◆ **Text section**

------------

Despite I'm not an economist, I'd simply answer the following from common sense 
point of view:

1. I'll take the same strategy as you did because I'm sure the return from IDR 
Bonds is still higher than US Bonds, and on top of that I believe that IDR will 
strengthen over USD.  I'll also put some fund in Gold as to protect it from 
inflation.

2. I believe Indonesia Govt will put best effort to ensure and maintain the 
surplus trade position and also put another best effort to apply Good Corporate 
Governance so that the use of govt budget will be effective and efficient, and 
eventually it will have the impact on the strengthening of IDR currency. In the 
case of the IDR weakening, it's just a temporary situation.

3. As Indonesia has a comparative advantage in natural resources and consumer 
spending power, I think commodities especially Coal and plantation, and 
consumer + cement sector stocks are still the best to pick (the challenge is 
some stocks have been too expensive now).....for point 3, I guess Embah and You 
know much better.

Last but not least, ALL of OB members Love You Full.

Hehehe..........
         
Sent from my XL BlackBerry®.

------------

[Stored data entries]

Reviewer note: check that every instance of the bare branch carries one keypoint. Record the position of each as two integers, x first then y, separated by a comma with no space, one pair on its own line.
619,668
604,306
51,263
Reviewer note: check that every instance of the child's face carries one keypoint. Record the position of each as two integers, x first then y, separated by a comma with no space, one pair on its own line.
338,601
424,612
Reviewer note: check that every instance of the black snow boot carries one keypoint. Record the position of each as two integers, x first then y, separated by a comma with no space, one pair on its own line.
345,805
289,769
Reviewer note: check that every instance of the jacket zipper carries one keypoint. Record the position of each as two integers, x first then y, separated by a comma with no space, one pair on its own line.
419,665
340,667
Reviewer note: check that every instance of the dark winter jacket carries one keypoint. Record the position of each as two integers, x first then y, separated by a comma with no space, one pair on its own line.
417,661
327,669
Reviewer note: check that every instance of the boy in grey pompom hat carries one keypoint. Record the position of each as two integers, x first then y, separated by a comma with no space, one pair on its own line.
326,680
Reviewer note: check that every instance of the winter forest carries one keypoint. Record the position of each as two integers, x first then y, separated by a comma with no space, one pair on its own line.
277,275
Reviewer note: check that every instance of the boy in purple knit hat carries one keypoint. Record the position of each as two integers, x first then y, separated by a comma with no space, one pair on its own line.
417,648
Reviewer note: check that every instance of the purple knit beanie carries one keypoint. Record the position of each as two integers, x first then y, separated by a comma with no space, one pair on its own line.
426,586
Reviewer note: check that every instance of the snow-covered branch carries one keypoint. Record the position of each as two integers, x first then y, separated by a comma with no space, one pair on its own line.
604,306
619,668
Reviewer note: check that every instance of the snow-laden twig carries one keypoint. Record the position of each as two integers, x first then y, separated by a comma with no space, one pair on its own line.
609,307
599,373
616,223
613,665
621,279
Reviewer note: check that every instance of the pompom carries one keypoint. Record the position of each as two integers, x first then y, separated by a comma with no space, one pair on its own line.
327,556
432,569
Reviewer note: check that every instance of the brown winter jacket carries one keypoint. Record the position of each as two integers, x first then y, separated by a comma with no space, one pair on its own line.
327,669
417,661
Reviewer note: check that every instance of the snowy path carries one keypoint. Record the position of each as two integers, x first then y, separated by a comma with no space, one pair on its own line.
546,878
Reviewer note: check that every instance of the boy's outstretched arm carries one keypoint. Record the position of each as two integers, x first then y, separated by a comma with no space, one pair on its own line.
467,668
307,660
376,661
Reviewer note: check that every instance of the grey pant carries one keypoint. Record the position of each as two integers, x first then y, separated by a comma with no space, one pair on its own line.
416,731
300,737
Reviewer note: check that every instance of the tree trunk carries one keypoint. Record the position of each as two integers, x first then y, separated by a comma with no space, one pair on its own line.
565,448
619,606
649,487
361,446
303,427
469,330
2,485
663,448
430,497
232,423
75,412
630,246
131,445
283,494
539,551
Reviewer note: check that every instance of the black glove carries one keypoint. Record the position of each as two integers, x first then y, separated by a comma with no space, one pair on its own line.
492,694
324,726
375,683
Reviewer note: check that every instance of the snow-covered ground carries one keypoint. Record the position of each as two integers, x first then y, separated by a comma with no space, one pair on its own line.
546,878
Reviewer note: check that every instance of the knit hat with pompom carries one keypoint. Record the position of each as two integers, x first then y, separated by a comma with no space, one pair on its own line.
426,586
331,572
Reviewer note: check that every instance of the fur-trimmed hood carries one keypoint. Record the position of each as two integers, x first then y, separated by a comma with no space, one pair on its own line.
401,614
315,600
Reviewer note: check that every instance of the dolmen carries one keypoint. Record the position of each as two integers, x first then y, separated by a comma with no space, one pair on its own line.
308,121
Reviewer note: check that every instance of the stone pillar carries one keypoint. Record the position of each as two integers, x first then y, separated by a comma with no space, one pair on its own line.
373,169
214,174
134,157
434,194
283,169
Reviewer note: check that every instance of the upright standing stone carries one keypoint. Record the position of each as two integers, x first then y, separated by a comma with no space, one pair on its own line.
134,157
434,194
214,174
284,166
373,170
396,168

------------

◆ **Given exercise**
Copy the text on investing in Indonesia from "2. I believe" to "Love You Full.", swapping "Coal" for "Nickel". These items have no connection to the text on investing in Indonesia.

◆ **Task output**
2. I believe Indonesia Govt will put best effort to ensure and maintain the 
surplus trade position and also put another best effort to apply Good Corporate 
Governance so that the use of govt budget will be effective and efficient, and 
eventually it will have the impact on the strengthening of IDR currency. In the 
case of the IDR weakening, it's just a temporary situation.

3. As Indonesia has a comparative advantage in natural resources and consumer 
spending power, I think commodities especially Nickel and plantation, and 
consumer + cement sector stocks are still the best to pick (the challenge is 
some stocks have been too expensive now).....for point 3, I guess Embah and You 
know much better.

Last but not least, ALL of OB members Love You Full.